• [PAGE EXTRACT]
>>>>

CHAPTER 1
Hamp
A pink marble obelisk rises from the little hillock that dominates the cemetery in old Duluth, Georgia. It has been there for over a hundred years, a monument to love. A three-foot square polished block rises to about shoulder high from the wide chiseled marble base. Above the central block a round tapering column rises another ten feet and is topped off with an urn like cap that adds another two feet to the spire. Sometime in the past fifty years a walnut tree has grown up to half hide the top of the column and shade the pink stone. It's splintered and partly decayed trunk shows signs of numerous lightening strikes. The tree grew up through the gravel of the narrow cemetery road that borders one side of the family plot. Knobs have healed over here and there where it has been trimmed up to let hearses bring their burdens to other parts of the hillside. The white lap sided building that was once the Baptist church still stands on the north side of the cemetery. Looking in any other direction, there is not much left to see but derelict homes and rundown neighborhoods. But, to me, this is where it all begins, with the people who have been laid to rest within the granite borders of the family plot and the community of friends departed.

<<<<

• [PROBLEM A] In the cemetery passage, what kind of tree half hides the top of the obelisk's column?
• [PROBLEM B] Carry the cemetery passage forward from its final sentence.

• [DATA SECTION]
>>>>

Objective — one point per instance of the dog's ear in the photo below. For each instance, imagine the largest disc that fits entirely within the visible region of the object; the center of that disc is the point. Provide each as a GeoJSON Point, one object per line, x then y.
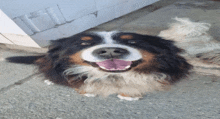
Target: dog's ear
{"type": "Point", "coordinates": [24, 59]}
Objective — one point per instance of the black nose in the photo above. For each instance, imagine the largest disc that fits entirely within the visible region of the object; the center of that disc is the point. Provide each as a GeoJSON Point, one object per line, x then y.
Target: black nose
{"type": "Point", "coordinates": [108, 53]}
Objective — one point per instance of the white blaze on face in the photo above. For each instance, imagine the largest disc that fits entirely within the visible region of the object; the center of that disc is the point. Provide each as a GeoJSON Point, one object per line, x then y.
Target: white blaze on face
{"type": "Point", "coordinates": [108, 42]}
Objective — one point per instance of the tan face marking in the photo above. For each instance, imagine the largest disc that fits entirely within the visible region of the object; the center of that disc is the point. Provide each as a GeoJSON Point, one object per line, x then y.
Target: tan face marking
{"type": "Point", "coordinates": [76, 58]}
{"type": "Point", "coordinates": [126, 37]}
{"type": "Point", "coordinates": [86, 38]}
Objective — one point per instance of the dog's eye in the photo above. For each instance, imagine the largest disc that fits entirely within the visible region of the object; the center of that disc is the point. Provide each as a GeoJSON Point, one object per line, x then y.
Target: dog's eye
{"type": "Point", "coordinates": [85, 43]}
{"type": "Point", "coordinates": [132, 42]}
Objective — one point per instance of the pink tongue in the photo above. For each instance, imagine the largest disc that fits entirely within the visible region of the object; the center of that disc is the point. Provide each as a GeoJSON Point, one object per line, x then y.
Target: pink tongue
{"type": "Point", "coordinates": [114, 64]}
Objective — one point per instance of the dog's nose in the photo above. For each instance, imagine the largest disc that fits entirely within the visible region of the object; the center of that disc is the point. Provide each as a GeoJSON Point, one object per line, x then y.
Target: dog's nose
{"type": "Point", "coordinates": [110, 52]}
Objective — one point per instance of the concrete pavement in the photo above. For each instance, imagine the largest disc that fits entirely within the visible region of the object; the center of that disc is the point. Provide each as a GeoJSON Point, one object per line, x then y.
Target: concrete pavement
{"type": "Point", "coordinates": [24, 95]}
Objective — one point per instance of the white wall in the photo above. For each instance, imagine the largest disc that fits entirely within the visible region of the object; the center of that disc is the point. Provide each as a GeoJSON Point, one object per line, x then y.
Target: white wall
{"type": "Point", "coordinates": [10, 33]}
{"type": "Point", "coordinates": [47, 20]}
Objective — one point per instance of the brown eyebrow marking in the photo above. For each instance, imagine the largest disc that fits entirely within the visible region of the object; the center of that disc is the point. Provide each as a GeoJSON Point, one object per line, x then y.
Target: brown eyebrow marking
{"type": "Point", "coordinates": [86, 38]}
{"type": "Point", "coordinates": [126, 37]}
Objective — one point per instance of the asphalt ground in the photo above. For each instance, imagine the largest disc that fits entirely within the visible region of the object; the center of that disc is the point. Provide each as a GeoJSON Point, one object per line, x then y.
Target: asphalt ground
{"type": "Point", "coordinates": [24, 94]}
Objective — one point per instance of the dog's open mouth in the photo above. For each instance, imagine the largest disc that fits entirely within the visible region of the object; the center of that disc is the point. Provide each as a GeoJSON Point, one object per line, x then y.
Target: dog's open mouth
{"type": "Point", "coordinates": [115, 65]}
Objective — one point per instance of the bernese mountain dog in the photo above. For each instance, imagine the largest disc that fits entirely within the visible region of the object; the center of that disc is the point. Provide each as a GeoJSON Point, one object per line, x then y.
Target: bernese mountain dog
{"type": "Point", "coordinates": [123, 63]}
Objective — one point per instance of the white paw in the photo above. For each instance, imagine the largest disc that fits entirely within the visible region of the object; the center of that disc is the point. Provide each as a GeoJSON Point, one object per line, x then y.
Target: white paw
{"type": "Point", "coordinates": [48, 82]}
{"type": "Point", "coordinates": [128, 98]}
{"type": "Point", "coordinates": [89, 95]}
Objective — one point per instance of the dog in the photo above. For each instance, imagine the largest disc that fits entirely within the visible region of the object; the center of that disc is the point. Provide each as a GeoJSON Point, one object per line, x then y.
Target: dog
{"type": "Point", "coordinates": [123, 63]}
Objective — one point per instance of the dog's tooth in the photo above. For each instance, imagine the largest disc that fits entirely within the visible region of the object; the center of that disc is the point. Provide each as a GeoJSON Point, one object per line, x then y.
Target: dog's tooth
{"type": "Point", "coordinates": [102, 67]}
{"type": "Point", "coordinates": [127, 67]}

<<<<

• [OUTPUT A] A walnut tree.

• [OUTPUT B]
My grandfather, Elisha Green Ware, moved to Duluth from Walnut Grove, Georgia shortly after my father was born. Within a year, my Grandmother, Emily Robena Carter, died in childbirth and the pink marble obelisk was raised with it first roughly cut inscription:
Erected
In Memory of Precious
Emily Robena
Daughter of
James W.& Laura Carter
Wife of Dr. E.G. Ware
Born Dec. 4 1864
And fell asleep in Jesus
July 12, 1896
As a daughter, she was obedient and good.
As a wife, she was perfection.
As a mother, she was positive and firm,
patient, kind, gentle and loving.
As a Christian, she was earnest, devoted, faithful, and true.
I had seen the obelisk before; when my father and I stopped by to pay our respects at the family shrine. It stood out, caught your eye, in a field of stone bordered family lots and gray headstones. But it had been standing there for seventy five years before I read its message. Love was in my father's house. It sloshed between the members. It was sentimental, lavish, joyful, immediate, and lasting. It was responsible and loyal in life and in death. That was the way it was, and it was inconceivable in my father's family for it to be otherwise. There was nothing pretentious, arrogant, or ingenuous about it. It was like laughter that filled all the distances between them.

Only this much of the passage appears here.